▶ [Exercise description]
Give every line of the rows below as a JSON list of strings, one string per line, and omit any blank lines.

▶ [Records for the task]
==================================================
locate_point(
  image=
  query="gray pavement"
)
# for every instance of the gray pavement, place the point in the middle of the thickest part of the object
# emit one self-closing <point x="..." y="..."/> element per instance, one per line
==================================================
▶ [Finished exercise]
[
  "locate_point(",
  "  image=",
  "  query=\"gray pavement\"",
  ")",
  "# for every instance of the gray pavement, place the point in the middle of the thickest part of the object",
  "# emit one self-closing <point x=\"...\" y=\"...\"/> element per instance, one per line"
]